WHAT YOU NEED TO DO:
Convert the records below into a two-column CSV with the header instruction,output and one row per record. Put each record's text under instruction and its answer under output, with every field quoted and line breaks replaced by spaces.

GIVEN RECORDS:
━━━━━━━━━━

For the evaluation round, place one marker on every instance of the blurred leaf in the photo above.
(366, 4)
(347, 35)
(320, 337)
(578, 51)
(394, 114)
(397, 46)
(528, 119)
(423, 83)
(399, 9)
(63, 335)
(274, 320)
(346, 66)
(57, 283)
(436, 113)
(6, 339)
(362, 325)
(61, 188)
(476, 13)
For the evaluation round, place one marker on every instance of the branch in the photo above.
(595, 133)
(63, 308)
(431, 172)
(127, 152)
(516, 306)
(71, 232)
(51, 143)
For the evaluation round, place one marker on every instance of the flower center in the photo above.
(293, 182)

━━━━━━━━━━

RESPONSE TO THIS TASK:
instruction,output
"For the evaluation round, place one marker on every instance of the blurred leaf in the photo above.","(366, 4) (347, 35) (320, 337) (578, 51) (394, 114) (397, 46) (528, 119) (423, 83) (399, 9) (63, 335) (274, 320) (346, 66) (57, 283) (436, 113) (6, 339) (362, 325) (61, 188) (476, 13)"
"For the evaluation round, place one marker on every instance of the branch in the photo above.","(595, 133) (63, 308) (431, 172) (127, 152) (516, 306) (71, 232) (51, 143)"
"For the evaluation round, place one marker on every instance of the flower center in the photo above.","(293, 182)"